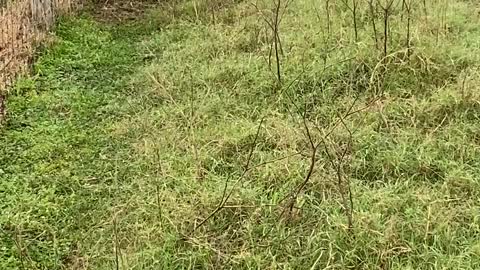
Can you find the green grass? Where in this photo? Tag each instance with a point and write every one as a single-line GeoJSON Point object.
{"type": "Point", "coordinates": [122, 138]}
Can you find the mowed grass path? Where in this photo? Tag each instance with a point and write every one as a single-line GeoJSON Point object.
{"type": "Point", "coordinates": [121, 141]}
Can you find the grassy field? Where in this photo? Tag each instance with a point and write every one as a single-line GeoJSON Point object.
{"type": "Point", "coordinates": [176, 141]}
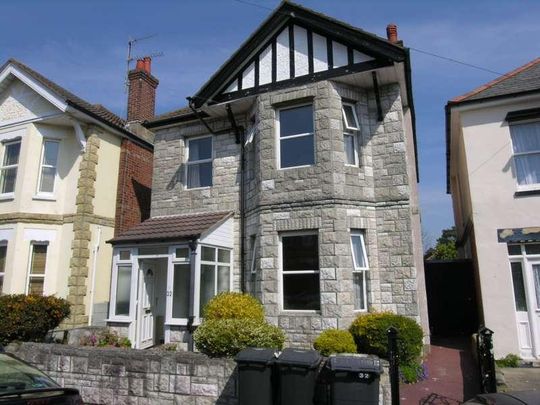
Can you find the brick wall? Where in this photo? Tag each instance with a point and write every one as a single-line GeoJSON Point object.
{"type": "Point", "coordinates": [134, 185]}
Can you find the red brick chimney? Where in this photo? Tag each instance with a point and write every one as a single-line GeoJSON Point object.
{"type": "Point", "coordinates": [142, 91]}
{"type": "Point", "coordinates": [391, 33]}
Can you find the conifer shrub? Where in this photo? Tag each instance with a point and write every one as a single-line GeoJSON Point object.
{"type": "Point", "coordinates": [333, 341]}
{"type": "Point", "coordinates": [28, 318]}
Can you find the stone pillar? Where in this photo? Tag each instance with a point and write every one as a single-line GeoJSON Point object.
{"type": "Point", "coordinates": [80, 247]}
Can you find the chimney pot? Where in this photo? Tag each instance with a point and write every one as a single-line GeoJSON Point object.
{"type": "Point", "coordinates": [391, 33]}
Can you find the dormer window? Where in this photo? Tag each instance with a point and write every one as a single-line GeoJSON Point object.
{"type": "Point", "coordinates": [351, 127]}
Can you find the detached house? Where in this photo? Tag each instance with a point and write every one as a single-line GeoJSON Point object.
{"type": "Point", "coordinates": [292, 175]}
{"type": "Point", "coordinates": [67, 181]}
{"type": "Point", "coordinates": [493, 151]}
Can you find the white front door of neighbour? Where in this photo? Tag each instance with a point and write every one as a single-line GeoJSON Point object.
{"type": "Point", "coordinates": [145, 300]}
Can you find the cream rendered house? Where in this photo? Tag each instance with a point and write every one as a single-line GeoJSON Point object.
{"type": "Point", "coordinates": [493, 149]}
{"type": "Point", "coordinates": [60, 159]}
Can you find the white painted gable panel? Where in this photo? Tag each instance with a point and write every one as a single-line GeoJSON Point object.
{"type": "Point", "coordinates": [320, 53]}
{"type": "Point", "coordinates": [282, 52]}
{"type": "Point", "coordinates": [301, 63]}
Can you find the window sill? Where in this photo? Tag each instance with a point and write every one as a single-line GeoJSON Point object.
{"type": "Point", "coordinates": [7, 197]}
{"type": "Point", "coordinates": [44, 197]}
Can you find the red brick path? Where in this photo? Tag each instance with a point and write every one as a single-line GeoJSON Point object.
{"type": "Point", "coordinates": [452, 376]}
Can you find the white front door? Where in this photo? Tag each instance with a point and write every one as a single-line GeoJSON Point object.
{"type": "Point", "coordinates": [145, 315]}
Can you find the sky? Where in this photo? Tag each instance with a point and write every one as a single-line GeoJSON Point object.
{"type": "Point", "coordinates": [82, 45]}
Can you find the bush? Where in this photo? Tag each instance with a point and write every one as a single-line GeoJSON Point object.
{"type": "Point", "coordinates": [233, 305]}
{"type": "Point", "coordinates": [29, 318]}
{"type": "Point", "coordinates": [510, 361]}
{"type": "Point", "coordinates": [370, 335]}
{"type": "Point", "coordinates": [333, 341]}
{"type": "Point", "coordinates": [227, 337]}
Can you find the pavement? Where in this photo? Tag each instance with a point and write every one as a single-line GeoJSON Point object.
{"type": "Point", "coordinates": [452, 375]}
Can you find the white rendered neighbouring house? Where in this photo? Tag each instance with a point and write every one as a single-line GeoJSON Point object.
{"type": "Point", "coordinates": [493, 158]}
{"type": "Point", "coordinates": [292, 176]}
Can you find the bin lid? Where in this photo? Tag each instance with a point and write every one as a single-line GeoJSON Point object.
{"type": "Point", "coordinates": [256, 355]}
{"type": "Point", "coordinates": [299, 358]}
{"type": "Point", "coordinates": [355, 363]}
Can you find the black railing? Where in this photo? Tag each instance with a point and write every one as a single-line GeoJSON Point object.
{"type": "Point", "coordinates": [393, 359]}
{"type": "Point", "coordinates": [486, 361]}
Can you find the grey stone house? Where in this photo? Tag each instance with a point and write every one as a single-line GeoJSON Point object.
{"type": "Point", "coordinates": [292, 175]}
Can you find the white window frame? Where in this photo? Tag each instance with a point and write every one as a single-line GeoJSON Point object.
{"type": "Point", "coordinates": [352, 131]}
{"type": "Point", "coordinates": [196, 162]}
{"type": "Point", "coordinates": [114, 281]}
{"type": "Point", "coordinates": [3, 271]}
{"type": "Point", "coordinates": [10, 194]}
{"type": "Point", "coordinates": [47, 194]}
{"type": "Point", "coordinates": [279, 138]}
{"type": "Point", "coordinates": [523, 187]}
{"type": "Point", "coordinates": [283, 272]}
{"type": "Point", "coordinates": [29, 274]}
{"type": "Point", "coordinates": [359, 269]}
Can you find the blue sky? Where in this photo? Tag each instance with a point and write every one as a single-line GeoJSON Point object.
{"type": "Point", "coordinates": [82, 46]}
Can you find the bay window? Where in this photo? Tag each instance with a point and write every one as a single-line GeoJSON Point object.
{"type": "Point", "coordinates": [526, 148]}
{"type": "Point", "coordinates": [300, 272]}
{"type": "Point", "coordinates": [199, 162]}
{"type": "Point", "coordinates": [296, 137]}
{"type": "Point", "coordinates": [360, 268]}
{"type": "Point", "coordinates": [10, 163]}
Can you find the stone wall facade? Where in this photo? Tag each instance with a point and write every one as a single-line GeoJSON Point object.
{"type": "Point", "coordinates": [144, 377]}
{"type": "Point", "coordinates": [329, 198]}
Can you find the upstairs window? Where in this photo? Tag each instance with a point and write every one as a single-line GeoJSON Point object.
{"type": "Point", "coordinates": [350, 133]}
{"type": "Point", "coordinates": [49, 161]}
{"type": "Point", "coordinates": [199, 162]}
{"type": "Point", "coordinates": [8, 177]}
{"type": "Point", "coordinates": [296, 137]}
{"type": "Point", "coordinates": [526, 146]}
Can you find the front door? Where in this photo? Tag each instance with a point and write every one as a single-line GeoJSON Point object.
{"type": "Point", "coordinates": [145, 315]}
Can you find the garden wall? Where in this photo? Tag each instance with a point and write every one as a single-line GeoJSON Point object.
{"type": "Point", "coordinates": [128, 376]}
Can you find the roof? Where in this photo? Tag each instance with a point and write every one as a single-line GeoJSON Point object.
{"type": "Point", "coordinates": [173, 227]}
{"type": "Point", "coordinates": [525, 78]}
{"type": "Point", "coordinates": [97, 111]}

Exercise requirements: Rewrite the material above with "single-line" switched to "one-line" everywhere, changing nothing else, and leave the pictures out.

Task answer:
Can you find the green grass? Where in this photo? Tag each instance with a point and write every one as a one-line GeoJSON Point object.
{"type": "Point", "coordinates": [122, 138]}
Can you find the mowed grass path? Where in this photo? Tag each instance with a point and write every one as a one-line GeoJSON Point object.
{"type": "Point", "coordinates": [121, 141]}
Can you find the grassy field? Where in this photo? Tag each instance with a point and write every one as a one-line GeoJSON Point object.
{"type": "Point", "coordinates": [176, 141]}
Can you find the brick wall? Where in this photo? Tag each instance with a point and write every one as a one-line GeoJSON Point object.
{"type": "Point", "coordinates": [134, 185]}
Can you find the red brick chimney? Where in this photo? Tag each instance with a point and write every one as a one-line GeoJSON Point object.
{"type": "Point", "coordinates": [142, 91]}
{"type": "Point", "coordinates": [391, 33]}
Can you find the conifer shrub? Where in this photo? Tag each instance with a point and write every one as a one-line GeoJSON Point object.
{"type": "Point", "coordinates": [333, 341]}
{"type": "Point", "coordinates": [28, 318]}
Can you find the stone pillar? Where in this photo? Tag each instance with a point and write every one as a one-line GeoJSON Point object.
{"type": "Point", "coordinates": [80, 247]}
Can you find the chimney pot? Where in this photo? Tag each instance with a point and write every one as a one-line GeoJSON Point object.
{"type": "Point", "coordinates": [391, 33]}
Can you find the dormer window? Where in this photo? Tag each instance with a point and write every one as a one-line GeoJSON Point object.
{"type": "Point", "coordinates": [351, 127]}
Can you find the detached house? Where in this photo? Tag each instance with a point and write every one as a one-line GeoJSON Point object.
{"type": "Point", "coordinates": [292, 175]}
{"type": "Point", "coordinates": [67, 181]}
{"type": "Point", "coordinates": [493, 151]}
Can you find the white front door of neighbour? Where in this photo? Tag each instance with a point and write every one as a one-line GeoJSON Point object.
{"type": "Point", "coordinates": [145, 300]}
Can you find the cream rendered house? Where in this photo? Tag each instance with a point and write every one as a one-line GeoJSON Point object.
{"type": "Point", "coordinates": [493, 149]}
{"type": "Point", "coordinates": [60, 159]}
Can you find the white painted gable panel? Where in this photo? Tag each instance with a point and write every one as a one-line GeoJSON Point object.
{"type": "Point", "coordinates": [320, 53]}
{"type": "Point", "coordinates": [282, 52]}
{"type": "Point", "coordinates": [301, 63]}
Can you find the window sill? Where in this photo? Tag each instance with a point and write every one as a one-line GeoJSON Point object.
{"type": "Point", "coordinates": [7, 197]}
{"type": "Point", "coordinates": [44, 197]}
Can you find the red brick path? Where in this photo? Tag each instance with a point and write every one as a one-line GeoJSON Point object.
{"type": "Point", "coordinates": [452, 376]}
Can you find the white front door? Where in this photo? Tag each instance with a point and write every one as a one-line GeoJSON Point object.
{"type": "Point", "coordinates": [145, 315]}
Can you find the sky? Where in this photo? Tag each instance with a point and write every one as a one-line GeoJSON Point object.
{"type": "Point", "coordinates": [82, 45]}
Can you find the bush? Where in this photo? Tag each instance with a point and write every one as a one-line GeoJSON Point object.
{"type": "Point", "coordinates": [233, 305]}
{"type": "Point", "coordinates": [29, 318]}
{"type": "Point", "coordinates": [510, 361]}
{"type": "Point", "coordinates": [370, 335]}
{"type": "Point", "coordinates": [333, 341]}
{"type": "Point", "coordinates": [227, 337]}
Can you find the pavement? Where in this photo? Tag each instance with a point and write every one as a one-line GeoJSON Point object.
{"type": "Point", "coordinates": [452, 375]}
Can you find the white rendered neighbouring house? Where in this photo? Tag each instance with a point and write every one as a one-line GeoJSON Point object.
{"type": "Point", "coordinates": [493, 158]}
{"type": "Point", "coordinates": [292, 176]}
Can you find the bin lid? Where in this photo? Tag each instance with a point and write every one as a one-line GeoJSON Point object.
{"type": "Point", "coordinates": [256, 355]}
{"type": "Point", "coordinates": [299, 358]}
{"type": "Point", "coordinates": [355, 363]}
Can you find the black railing? Where in this photo? Tag each instance with a point and write every one as a one-line GeoJSON Point object.
{"type": "Point", "coordinates": [393, 359]}
{"type": "Point", "coordinates": [486, 361]}
Can you find the grey stone house? Where in this photo? Tag each instance with a point and write every one as a one-line GeoJSON Point object.
{"type": "Point", "coordinates": [292, 175]}
Can you find the white window frame? Where in this photo? Tag each instance with a point and write every one as a one-line GeoJSON Point object.
{"type": "Point", "coordinates": [352, 131]}
{"type": "Point", "coordinates": [196, 162]}
{"type": "Point", "coordinates": [114, 281]}
{"type": "Point", "coordinates": [3, 271]}
{"type": "Point", "coordinates": [10, 194]}
{"type": "Point", "coordinates": [47, 194]}
{"type": "Point", "coordinates": [279, 138]}
{"type": "Point", "coordinates": [523, 187]}
{"type": "Point", "coordinates": [283, 272]}
{"type": "Point", "coordinates": [29, 274]}
{"type": "Point", "coordinates": [359, 269]}
Can you find the blue sky? Where in this photo? Tag each instance with a point and write every one as a one-line GeoJSON Point object.
{"type": "Point", "coordinates": [82, 46]}
Can you find the bay window? Where in this photo? Tag each instance with a point and write every one as a one-line GeoJSON Point object.
{"type": "Point", "coordinates": [526, 148]}
{"type": "Point", "coordinates": [300, 272]}
{"type": "Point", "coordinates": [199, 162]}
{"type": "Point", "coordinates": [296, 137]}
{"type": "Point", "coordinates": [360, 268]}
{"type": "Point", "coordinates": [10, 163]}
Can you find the stone wall facade? Where in this photo? Tag each instance with a point and write every one as a one-line GeoJSON Point object.
{"type": "Point", "coordinates": [144, 377]}
{"type": "Point", "coordinates": [329, 198]}
Can you find the upstairs window? Where in this photo? Tag each instance with a point and write every one as a one-line GeoJSON Point object.
{"type": "Point", "coordinates": [350, 133]}
{"type": "Point", "coordinates": [49, 161]}
{"type": "Point", "coordinates": [199, 162]}
{"type": "Point", "coordinates": [8, 177]}
{"type": "Point", "coordinates": [296, 137]}
{"type": "Point", "coordinates": [526, 146]}
Can you find the front door? Where in this photo? Tag each instance with a point and write every one as a one-line GeoJSON Point object.
{"type": "Point", "coordinates": [145, 315]}
Can you find the garden wall? Where in this photo? Tag each instance with a point and write every one as a one-line GeoJSON Point object.
{"type": "Point", "coordinates": [128, 376]}
Can you find the roof? Where in this photo? Tag each instance with a point and write every one as a one-line GeoJSON Point object.
{"type": "Point", "coordinates": [173, 227]}
{"type": "Point", "coordinates": [525, 78]}
{"type": "Point", "coordinates": [97, 111]}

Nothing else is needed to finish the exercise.